• [What the task requires]:
Copy out the lines below exactly as they stand, leaving out the pictures.

• [Dataset extract]:
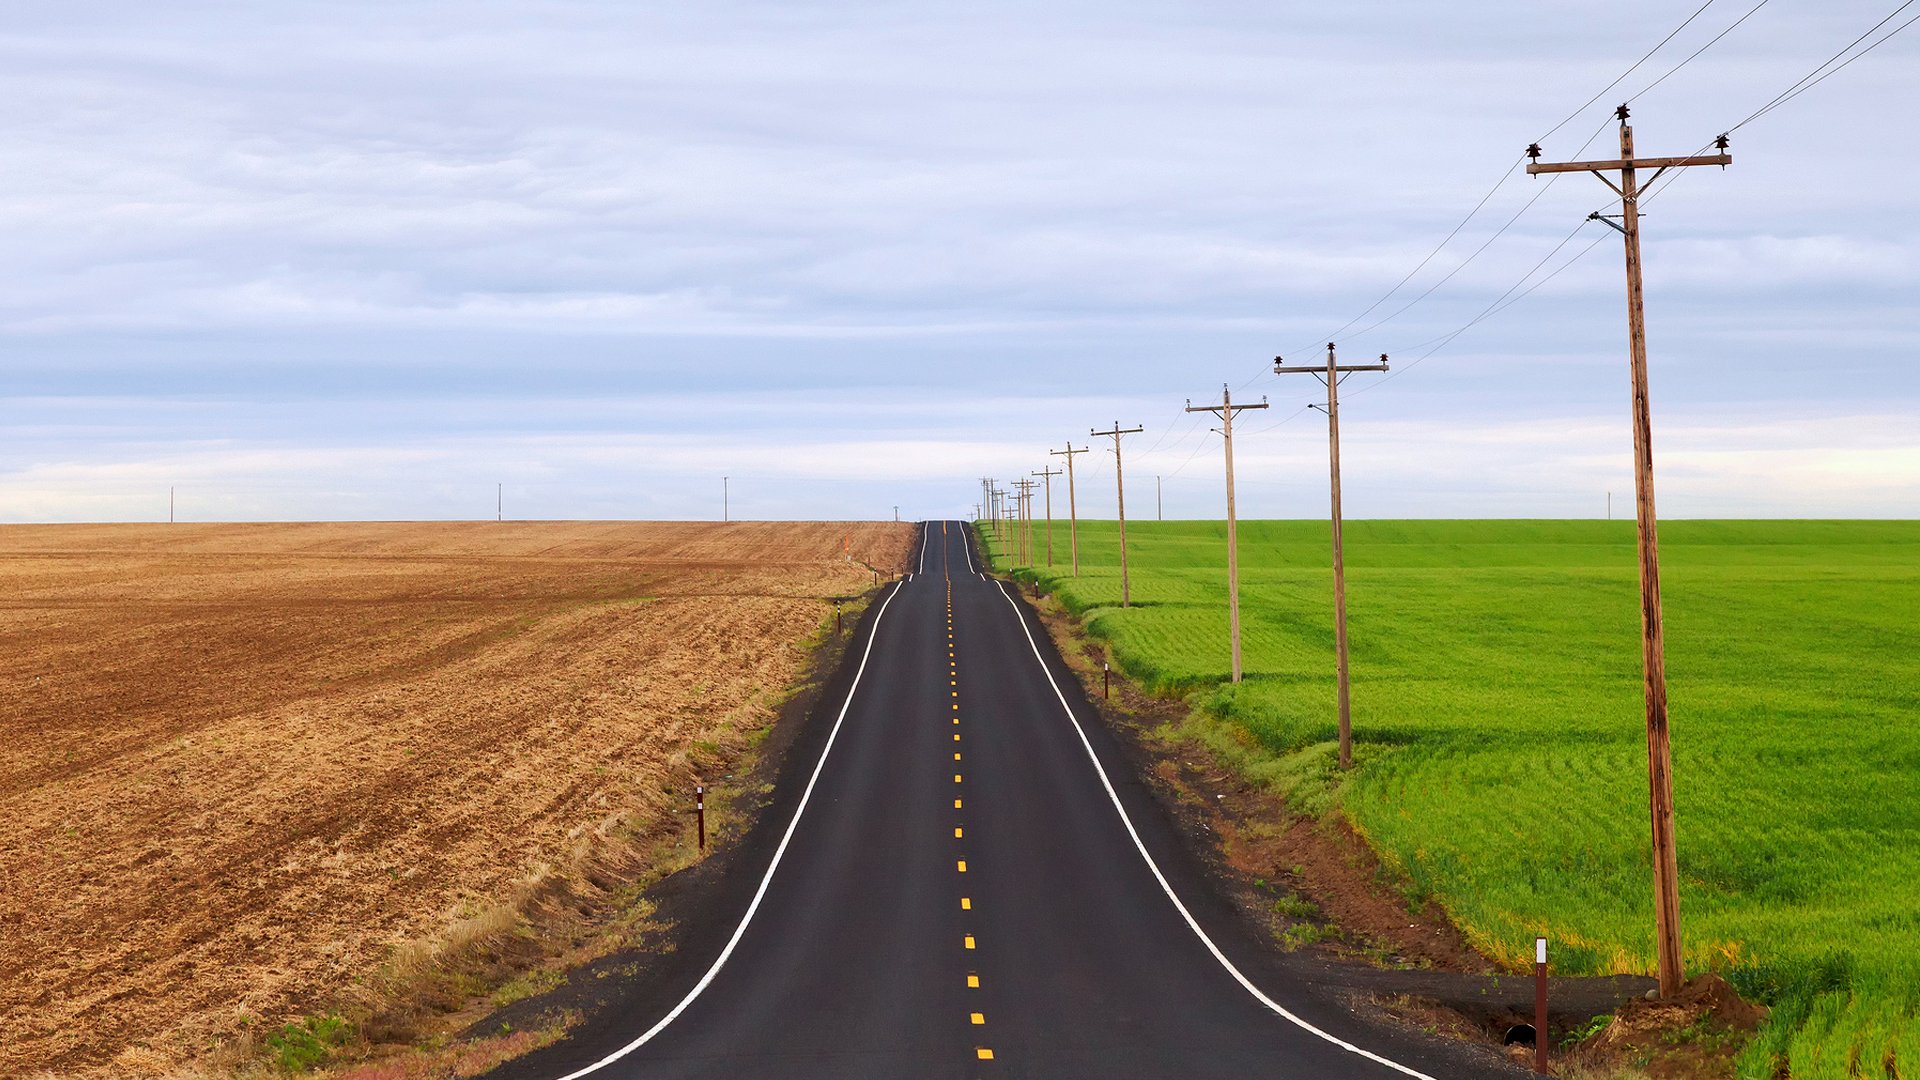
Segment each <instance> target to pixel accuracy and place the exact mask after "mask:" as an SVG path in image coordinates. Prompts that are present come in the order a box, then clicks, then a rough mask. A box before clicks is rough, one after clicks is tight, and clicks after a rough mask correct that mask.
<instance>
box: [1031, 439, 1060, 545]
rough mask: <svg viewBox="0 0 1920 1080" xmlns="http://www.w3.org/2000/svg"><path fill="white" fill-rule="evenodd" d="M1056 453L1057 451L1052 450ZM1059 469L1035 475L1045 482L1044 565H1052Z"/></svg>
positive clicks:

• [Task solution]:
Segment each <instance> target to pixel accuracy and place the exact mask after "mask:" as an SVG path in image coordinates. Prompts that are present come in the order a box, then clicks, then a rough mask. A box before clicks is rough, one after clicks is tight, and clicks after a rough mask correct that mask.
<instance>
box: [1031, 439, 1060, 545]
rough mask: <svg viewBox="0 0 1920 1080" xmlns="http://www.w3.org/2000/svg"><path fill="white" fill-rule="evenodd" d="M1056 453L1057 451L1052 450ZM1059 469L1035 475L1045 482L1044 565H1052Z"/></svg>
positive clicks:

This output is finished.